DIRECTIONS FOR THIS TASK ::
Return the lines from the start of the data through the line with "Target: red jacket". Include both of those lines and no others.
BEGIN DATA FOR PROCESSING
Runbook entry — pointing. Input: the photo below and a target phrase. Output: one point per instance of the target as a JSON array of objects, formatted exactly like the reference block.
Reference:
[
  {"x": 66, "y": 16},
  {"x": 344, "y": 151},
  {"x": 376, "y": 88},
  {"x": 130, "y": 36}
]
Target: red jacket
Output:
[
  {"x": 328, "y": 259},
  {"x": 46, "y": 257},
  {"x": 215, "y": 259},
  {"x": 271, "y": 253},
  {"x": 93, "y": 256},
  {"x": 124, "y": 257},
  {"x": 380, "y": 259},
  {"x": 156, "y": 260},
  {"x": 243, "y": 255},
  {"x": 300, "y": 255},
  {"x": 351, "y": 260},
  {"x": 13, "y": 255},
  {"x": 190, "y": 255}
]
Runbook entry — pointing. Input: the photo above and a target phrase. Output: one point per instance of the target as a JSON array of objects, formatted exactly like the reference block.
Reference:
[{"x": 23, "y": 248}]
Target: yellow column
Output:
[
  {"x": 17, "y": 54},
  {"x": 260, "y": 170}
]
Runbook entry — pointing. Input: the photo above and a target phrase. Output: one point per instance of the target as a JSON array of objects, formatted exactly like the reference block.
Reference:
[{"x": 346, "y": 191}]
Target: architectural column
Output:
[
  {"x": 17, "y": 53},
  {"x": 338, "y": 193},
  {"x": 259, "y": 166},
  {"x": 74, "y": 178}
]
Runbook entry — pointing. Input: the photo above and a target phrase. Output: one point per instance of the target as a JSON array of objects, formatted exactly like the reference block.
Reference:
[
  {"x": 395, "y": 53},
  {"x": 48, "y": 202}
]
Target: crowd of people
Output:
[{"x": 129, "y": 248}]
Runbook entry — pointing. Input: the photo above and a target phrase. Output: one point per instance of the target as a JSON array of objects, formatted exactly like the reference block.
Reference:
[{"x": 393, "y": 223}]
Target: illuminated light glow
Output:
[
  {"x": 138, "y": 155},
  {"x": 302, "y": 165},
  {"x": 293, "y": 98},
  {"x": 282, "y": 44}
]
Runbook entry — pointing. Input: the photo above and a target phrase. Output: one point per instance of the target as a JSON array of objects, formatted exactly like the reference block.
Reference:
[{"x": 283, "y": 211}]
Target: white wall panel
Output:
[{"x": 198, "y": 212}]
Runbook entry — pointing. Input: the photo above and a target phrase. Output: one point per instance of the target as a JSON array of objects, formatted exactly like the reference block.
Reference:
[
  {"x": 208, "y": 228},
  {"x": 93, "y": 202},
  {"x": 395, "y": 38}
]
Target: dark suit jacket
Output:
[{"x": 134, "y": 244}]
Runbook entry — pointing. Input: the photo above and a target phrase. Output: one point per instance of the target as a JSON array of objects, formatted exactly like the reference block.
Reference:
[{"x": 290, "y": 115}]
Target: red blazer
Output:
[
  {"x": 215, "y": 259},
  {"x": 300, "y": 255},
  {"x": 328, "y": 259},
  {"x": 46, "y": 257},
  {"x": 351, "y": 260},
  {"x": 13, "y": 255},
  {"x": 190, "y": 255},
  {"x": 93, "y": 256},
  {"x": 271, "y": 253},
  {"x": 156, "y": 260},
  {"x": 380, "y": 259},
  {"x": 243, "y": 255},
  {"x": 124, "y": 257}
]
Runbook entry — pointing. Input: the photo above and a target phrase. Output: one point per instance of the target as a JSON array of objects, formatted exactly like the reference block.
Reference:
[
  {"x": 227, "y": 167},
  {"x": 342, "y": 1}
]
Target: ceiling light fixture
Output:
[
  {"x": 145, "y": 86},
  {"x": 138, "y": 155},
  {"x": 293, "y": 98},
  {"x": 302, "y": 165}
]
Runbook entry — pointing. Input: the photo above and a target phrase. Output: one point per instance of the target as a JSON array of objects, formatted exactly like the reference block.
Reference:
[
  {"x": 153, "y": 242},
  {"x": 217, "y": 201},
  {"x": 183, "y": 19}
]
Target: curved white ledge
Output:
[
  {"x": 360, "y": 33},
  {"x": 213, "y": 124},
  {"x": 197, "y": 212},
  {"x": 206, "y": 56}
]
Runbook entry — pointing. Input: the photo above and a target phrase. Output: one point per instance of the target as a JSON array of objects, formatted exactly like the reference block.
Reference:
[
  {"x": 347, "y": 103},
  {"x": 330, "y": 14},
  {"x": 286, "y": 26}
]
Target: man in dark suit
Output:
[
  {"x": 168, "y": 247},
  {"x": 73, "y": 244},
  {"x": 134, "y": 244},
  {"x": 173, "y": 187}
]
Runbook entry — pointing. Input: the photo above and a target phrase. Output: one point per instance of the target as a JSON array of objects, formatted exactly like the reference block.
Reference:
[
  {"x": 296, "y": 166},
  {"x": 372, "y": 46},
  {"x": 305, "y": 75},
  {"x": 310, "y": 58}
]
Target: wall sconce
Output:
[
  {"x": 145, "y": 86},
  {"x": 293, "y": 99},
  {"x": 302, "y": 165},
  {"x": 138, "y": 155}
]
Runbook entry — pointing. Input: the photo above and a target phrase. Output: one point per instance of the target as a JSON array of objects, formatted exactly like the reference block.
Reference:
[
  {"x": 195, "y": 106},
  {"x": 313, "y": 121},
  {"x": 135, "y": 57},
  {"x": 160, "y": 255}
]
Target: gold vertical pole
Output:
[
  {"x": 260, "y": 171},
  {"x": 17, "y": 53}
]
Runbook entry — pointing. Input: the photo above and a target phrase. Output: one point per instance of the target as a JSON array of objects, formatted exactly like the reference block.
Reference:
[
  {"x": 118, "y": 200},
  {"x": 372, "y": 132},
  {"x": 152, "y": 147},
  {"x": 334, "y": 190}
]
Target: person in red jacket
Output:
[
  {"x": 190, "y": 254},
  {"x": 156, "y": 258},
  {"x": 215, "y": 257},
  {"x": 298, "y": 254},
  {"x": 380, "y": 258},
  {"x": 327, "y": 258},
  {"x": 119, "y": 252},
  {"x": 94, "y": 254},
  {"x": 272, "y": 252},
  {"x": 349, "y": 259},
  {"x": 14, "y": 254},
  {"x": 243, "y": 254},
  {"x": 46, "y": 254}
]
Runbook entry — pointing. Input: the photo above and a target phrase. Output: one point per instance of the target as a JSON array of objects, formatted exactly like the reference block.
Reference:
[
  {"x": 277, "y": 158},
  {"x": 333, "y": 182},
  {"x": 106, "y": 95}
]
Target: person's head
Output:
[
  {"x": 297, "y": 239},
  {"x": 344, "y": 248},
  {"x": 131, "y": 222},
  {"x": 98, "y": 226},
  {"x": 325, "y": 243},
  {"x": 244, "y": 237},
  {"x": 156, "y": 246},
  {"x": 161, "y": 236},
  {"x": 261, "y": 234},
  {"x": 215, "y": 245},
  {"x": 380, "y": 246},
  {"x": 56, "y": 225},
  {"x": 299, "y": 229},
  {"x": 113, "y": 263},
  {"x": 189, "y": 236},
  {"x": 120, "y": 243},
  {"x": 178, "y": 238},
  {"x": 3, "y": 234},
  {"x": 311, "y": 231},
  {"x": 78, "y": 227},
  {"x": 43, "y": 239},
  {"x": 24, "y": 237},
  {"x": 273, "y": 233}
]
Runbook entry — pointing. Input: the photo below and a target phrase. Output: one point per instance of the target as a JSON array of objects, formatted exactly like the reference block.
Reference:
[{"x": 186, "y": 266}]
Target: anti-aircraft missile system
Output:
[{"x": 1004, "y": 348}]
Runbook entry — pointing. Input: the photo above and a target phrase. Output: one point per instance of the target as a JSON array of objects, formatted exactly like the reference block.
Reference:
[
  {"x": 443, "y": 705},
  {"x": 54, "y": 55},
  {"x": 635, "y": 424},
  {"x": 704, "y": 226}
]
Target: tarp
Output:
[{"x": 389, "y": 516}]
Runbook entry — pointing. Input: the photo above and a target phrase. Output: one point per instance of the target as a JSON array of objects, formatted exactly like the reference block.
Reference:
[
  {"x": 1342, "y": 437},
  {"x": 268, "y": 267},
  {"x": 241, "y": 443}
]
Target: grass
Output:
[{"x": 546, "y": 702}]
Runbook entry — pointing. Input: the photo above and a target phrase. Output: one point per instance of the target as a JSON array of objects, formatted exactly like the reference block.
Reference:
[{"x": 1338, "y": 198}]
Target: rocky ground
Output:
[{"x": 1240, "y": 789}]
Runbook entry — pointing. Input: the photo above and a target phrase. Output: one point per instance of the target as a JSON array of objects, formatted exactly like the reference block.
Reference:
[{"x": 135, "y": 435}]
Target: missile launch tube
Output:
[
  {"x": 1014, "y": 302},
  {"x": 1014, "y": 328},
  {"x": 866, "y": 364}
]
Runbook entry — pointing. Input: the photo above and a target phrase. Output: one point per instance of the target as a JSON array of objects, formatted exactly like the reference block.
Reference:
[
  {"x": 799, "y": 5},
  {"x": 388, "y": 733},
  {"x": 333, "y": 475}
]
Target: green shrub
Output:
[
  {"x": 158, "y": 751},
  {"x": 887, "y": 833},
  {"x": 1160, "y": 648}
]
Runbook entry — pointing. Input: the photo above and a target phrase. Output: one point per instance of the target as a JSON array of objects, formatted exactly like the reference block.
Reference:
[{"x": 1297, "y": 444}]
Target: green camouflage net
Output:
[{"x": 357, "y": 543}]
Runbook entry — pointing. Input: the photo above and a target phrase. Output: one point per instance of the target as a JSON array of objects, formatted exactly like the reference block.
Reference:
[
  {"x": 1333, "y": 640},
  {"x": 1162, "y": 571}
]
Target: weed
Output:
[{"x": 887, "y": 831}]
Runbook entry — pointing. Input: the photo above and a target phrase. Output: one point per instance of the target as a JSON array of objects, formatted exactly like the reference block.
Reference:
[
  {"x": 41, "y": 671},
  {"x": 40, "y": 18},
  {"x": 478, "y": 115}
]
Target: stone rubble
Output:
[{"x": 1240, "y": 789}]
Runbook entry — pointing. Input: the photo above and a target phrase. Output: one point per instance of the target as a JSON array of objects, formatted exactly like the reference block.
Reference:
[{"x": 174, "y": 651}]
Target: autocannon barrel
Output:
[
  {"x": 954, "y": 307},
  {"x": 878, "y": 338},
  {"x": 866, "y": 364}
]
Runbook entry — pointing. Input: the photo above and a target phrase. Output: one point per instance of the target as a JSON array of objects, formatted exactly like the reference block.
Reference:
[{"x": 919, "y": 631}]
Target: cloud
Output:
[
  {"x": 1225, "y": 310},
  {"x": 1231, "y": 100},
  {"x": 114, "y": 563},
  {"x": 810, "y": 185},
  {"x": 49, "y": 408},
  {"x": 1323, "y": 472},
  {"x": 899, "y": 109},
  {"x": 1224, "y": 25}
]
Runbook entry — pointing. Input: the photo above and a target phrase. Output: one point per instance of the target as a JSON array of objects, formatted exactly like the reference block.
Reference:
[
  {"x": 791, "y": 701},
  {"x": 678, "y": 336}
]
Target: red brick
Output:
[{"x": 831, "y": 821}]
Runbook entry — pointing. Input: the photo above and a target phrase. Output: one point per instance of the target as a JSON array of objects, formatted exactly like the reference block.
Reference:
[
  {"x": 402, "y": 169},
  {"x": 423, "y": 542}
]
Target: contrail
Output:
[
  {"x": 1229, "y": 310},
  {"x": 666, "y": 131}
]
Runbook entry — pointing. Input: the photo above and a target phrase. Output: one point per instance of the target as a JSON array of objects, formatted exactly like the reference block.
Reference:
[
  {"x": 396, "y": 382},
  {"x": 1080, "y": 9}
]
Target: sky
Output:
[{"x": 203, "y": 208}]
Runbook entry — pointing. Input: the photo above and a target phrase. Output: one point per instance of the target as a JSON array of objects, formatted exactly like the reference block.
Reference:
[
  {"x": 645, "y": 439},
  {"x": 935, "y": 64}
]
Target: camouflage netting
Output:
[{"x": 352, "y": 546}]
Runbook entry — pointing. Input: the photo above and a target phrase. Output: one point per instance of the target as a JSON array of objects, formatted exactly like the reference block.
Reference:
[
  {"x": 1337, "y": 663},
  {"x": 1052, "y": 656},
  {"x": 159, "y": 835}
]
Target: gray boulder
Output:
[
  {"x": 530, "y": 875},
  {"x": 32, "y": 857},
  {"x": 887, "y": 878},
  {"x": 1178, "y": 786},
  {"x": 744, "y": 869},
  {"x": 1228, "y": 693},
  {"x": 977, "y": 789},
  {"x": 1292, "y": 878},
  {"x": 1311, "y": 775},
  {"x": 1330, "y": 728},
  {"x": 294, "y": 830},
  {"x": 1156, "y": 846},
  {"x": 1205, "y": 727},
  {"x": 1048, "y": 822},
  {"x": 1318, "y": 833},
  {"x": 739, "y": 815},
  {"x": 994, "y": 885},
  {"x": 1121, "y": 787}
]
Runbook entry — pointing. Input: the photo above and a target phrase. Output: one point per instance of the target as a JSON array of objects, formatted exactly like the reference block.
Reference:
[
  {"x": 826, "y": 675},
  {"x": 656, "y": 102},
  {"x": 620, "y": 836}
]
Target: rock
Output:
END DATA FOR PROCESSING
ANSWER BELOW ::
Runbook entry — pointing. Input: the photo below and a target phrase. Output: one point per instance of the target as a JSON array of objects, formatted exactly like the reference block.
Reference:
[
  {"x": 66, "y": 16},
  {"x": 344, "y": 151},
  {"x": 376, "y": 88},
  {"x": 130, "y": 36}
]
Target: red jacket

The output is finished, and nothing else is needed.